==== RECORD SET ====

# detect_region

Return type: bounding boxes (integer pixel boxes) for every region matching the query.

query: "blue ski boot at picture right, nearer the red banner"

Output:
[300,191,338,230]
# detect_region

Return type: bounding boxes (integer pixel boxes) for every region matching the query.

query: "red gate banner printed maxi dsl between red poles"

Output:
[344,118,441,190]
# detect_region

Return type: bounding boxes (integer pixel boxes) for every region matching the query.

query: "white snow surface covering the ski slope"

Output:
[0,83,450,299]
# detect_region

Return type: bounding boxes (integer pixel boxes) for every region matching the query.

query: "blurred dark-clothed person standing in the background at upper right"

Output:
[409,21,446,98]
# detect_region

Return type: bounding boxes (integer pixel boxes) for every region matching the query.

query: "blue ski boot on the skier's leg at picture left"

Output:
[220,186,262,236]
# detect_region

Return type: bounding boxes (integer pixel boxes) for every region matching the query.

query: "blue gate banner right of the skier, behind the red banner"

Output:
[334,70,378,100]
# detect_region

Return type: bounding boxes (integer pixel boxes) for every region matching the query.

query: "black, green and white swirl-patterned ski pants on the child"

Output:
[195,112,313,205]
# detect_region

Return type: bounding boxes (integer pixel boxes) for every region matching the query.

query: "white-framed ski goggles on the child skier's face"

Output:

====

EXERCISE INSTRUCTIONS — Return only the count of lines in the records that hold the word "boot".

TASK RESULT — 2